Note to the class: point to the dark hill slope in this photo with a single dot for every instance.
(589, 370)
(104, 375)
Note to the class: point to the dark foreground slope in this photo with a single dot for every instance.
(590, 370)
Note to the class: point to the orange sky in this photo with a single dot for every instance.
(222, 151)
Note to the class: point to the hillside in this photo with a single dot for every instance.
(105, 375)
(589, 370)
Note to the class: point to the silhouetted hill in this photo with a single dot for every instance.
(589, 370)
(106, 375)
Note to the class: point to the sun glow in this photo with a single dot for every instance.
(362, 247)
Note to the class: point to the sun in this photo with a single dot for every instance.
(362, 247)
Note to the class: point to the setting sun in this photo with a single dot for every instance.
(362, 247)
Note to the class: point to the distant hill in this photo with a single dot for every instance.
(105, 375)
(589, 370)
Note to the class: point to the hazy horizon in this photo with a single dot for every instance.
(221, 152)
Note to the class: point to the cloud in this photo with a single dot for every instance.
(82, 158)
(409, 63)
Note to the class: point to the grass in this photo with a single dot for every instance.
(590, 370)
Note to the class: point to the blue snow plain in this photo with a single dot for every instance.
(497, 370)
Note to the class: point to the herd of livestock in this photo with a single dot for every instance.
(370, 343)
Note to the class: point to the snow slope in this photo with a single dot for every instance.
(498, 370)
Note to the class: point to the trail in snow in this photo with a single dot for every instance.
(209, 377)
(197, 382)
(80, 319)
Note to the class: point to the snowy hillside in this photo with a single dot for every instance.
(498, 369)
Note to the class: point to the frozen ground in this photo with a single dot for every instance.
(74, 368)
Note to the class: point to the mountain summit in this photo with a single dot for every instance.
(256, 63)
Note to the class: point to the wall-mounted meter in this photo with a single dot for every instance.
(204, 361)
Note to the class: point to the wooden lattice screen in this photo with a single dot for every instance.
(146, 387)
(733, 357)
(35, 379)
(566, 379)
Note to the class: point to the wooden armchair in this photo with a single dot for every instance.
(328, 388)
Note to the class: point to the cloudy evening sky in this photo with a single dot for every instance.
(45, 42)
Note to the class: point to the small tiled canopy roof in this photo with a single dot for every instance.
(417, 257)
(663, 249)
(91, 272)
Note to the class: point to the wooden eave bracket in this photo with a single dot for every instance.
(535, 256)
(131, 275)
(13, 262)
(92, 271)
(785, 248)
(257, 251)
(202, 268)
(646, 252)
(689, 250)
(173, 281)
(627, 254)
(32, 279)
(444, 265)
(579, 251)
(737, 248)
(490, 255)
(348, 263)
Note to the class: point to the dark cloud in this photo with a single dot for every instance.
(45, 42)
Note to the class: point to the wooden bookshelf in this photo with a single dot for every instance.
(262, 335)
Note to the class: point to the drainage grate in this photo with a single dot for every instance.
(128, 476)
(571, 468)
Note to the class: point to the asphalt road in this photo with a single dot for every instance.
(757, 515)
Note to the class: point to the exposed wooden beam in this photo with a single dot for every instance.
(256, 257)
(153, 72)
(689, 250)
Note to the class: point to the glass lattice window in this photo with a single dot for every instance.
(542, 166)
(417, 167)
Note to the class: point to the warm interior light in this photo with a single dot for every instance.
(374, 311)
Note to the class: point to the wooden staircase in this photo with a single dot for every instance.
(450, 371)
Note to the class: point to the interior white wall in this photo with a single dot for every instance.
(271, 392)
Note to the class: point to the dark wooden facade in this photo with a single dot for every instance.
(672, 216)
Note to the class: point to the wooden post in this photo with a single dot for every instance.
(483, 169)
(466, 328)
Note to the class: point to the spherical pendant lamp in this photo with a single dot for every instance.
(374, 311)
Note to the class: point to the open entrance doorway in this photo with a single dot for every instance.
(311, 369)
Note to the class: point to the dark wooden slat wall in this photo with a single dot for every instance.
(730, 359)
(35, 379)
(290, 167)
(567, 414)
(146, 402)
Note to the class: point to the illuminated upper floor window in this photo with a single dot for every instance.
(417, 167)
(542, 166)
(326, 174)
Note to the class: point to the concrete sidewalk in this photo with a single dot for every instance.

Your instructions:
Reproduce verbatim the lines of the material from the line containing "Note to the class: point to the spherical" up to and including the final line of the material.

Response to this task:
Note to the class: point to the spherical pendant lamp in this photo with a single dot for every instance.
(374, 311)
Note to the class: point to the open entrance doorway in this photo with a single dot for every instance.
(311, 369)
Note to the class: point to the dark wooden slat wall in this photo with a single dot for every instance.
(730, 359)
(35, 379)
(290, 167)
(567, 414)
(146, 402)
Note to the class: point to the illuminated upper floor window in this photo with a single dot for every instance.
(417, 167)
(542, 166)
(326, 174)
Note to the class: point to the concrete sidewalk in this photo with a single dot for every instance.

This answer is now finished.